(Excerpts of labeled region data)
START

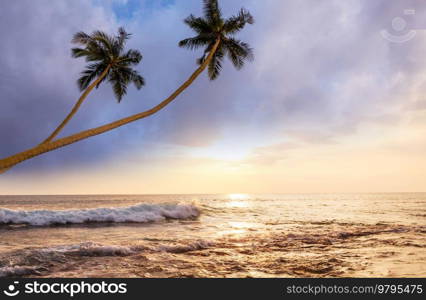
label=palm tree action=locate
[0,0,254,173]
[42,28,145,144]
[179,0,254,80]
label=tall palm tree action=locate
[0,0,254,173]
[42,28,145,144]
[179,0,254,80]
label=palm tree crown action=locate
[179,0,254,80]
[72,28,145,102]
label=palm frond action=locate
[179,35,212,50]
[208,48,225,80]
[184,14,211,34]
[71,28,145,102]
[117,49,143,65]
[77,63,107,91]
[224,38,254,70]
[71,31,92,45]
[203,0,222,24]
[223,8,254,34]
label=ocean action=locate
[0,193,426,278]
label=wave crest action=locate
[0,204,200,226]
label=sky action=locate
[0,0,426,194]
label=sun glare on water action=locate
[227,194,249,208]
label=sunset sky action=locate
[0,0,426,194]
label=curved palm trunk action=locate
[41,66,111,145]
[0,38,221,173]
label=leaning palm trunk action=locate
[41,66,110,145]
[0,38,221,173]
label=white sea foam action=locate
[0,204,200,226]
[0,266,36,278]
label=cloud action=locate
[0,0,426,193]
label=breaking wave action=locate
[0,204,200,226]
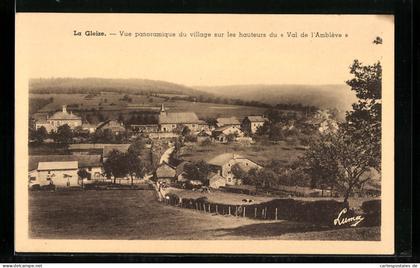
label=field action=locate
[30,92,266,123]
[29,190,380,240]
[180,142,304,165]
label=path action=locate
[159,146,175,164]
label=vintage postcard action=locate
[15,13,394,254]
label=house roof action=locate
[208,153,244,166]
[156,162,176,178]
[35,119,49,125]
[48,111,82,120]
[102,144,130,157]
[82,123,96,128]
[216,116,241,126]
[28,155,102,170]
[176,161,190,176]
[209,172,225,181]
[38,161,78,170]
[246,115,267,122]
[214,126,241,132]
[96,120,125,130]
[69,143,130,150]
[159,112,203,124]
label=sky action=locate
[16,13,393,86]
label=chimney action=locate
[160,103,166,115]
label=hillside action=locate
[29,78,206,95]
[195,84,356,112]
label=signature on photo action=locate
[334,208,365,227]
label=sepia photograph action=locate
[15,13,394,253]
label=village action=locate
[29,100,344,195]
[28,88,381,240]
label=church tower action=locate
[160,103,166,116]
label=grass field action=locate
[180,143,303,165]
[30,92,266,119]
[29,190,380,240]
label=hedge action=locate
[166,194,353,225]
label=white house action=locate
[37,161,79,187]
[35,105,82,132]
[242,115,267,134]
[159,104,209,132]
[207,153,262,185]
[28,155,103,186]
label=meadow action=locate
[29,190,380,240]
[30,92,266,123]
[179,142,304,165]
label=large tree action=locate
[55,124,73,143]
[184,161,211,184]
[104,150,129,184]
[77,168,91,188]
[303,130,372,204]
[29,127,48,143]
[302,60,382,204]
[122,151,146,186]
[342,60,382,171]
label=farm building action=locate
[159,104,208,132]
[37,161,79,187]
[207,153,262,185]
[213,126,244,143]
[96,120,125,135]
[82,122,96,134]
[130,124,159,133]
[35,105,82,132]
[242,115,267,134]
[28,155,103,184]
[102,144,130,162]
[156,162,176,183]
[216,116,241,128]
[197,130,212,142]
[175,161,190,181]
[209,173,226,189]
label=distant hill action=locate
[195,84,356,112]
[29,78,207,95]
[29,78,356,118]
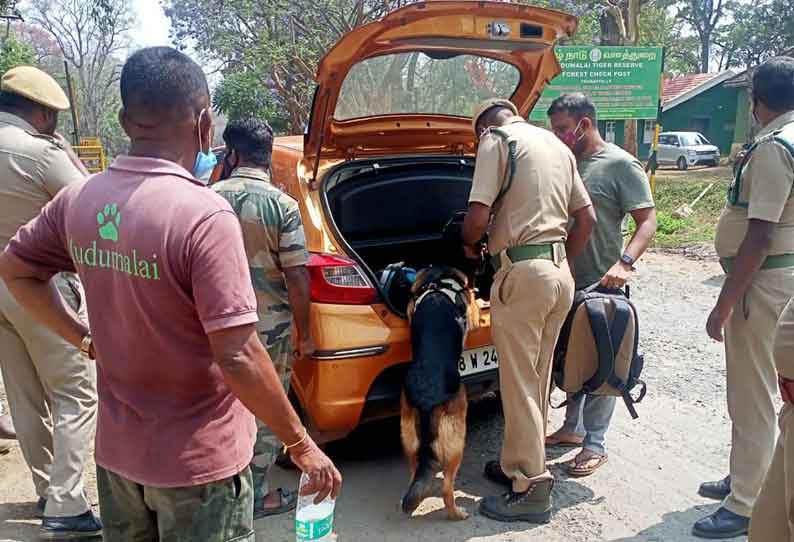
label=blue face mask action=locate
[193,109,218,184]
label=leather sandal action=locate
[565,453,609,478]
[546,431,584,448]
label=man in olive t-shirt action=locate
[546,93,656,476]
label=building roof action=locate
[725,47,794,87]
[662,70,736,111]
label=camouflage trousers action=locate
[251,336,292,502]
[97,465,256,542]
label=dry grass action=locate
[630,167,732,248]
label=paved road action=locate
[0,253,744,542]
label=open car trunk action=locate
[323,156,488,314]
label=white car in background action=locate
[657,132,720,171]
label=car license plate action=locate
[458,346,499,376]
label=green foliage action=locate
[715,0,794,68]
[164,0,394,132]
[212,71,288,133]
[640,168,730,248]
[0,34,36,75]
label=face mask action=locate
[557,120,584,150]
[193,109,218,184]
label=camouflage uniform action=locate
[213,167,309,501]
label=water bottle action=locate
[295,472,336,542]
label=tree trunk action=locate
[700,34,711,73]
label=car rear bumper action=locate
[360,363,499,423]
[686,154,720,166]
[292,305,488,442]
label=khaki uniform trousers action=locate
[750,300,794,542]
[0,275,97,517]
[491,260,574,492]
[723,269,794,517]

END

> **Problem to solve**:
Leaving aside the images, write out the entries above word for word.

> **Answer to this task**:
label=palm tree action=locate
[0,0,254,173]
[42,28,145,144]
[179,0,254,80]
label=tall palm tree action=locate
[0,0,254,173]
[42,28,145,144]
[179,0,254,80]
label=palm tree crown action=locate
[179,0,254,80]
[72,28,145,102]
label=palm frond action=locate
[179,35,212,50]
[208,48,225,80]
[184,14,211,34]
[71,28,145,102]
[117,49,143,65]
[77,63,107,91]
[224,38,254,70]
[71,31,92,45]
[203,0,222,24]
[223,8,254,34]
label=ocean action=locate
[0,193,426,278]
label=wave crest action=locate
[0,204,200,226]
label=sky action=locate
[0,0,426,194]
label=sun glare on water action=locate
[227,194,249,208]
label=sunset sky action=locate
[0,0,426,194]
label=curved palm trunk action=locate
[41,66,111,145]
[0,38,221,173]
label=leaning palm trunk action=locate
[41,66,110,145]
[0,38,221,173]
label=white sea foam action=locate
[0,204,200,226]
[0,266,36,278]
label=cloud action=locate
[0,0,426,193]
label=breaking wave action=locate
[0,204,200,226]
label=field action=locate
[30,92,266,123]
[29,190,380,240]
[180,142,304,165]
label=path action=locate
[159,146,175,164]
label=vintage postcard action=locate
[15,13,394,254]
label=house roof action=locate
[208,153,244,166]
[156,162,176,178]
[35,119,49,125]
[48,111,82,120]
[102,144,130,157]
[82,123,96,128]
[216,116,241,126]
[28,155,102,170]
[176,161,190,176]
[209,172,225,181]
[38,161,78,170]
[246,115,267,122]
[214,126,241,132]
[96,120,125,130]
[69,143,130,150]
[159,112,203,124]
label=sky action=locate
[16,13,393,86]
label=chimney action=locate
[160,103,166,115]
label=hillside action=locate
[29,78,206,95]
[195,84,356,112]
label=signature on photo action=locate
[334,208,365,227]
label=sepia photograph action=locate
[15,13,394,253]
label=village action=locate
[29,100,344,195]
[28,88,381,240]
label=church tower action=locate
[160,103,166,116]
label=grass field action=locate
[180,143,303,165]
[30,92,266,119]
[29,190,380,240]
label=hedge action=locate
[166,194,353,225]
label=white house action=locate
[37,161,79,187]
[35,105,82,132]
[242,115,267,134]
[159,104,209,132]
[207,153,262,185]
[28,155,103,186]
label=meadow action=locate
[29,190,380,240]
[30,92,266,123]
[179,142,304,165]
label=large tree action=locate
[55,124,73,143]
[184,161,211,184]
[104,150,129,184]
[77,168,91,188]
[303,130,372,204]
[29,127,48,143]
[302,60,382,204]
[122,151,146,186]
[342,60,382,171]
label=farm building action=locate
[159,104,208,132]
[37,161,79,187]
[207,153,262,185]
[213,126,244,143]
[96,120,125,135]
[82,122,96,134]
[130,124,159,133]
[35,105,82,132]
[242,115,267,134]
[28,155,103,184]
[102,144,130,162]
[156,162,176,183]
[216,116,241,128]
[197,130,212,142]
[175,161,190,181]
[209,173,226,189]
label=distant hill action=locate
[195,84,356,112]
[29,78,207,95]
[29,78,356,118]
label=blue face mask action=locate
[193,109,218,184]
label=leather sandal action=locate
[565,453,609,478]
[546,431,584,448]
label=man in olive t-shirt action=locate
[546,93,656,476]
label=building roof action=locate
[725,47,794,87]
[662,70,736,111]
label=camouflage trousers action=locate
[251,336,292,502]
[97,465,256,542]
label=dry grass action=locate
[630,167,732,248]
label=paved road action=locate
[0,253,744,542]
label=open car trunk action=locate
[323,156,488,314]
label=white car in background action=locate
[657,132,720,171]
label=car license plate action=locate
[458,346,499,376]
label=green foliage action=locate
[715,0,794,68]
[164,0,394,132]
[212,71,288,133]
[640,168,730,248]
[0,34,36,75]
label=face mask action=locate
[557,120,584,150]
[193,109,218,184]
label=camouflage uniform action=locate
[213,167,309,501]
label=water bottle action=locate
[295,472,336,542]
label=tree trunk action=locate
[700,34,711,73]
label=car rear bumper action=locate
[360,363,499,423]
[686,154,720,166]
[292,305,488,442]
label=khaki uniform trousers action=locate
[750,300,794,542]
[0,275,97,517]
[491,260,574,492]
[723,269,794,517]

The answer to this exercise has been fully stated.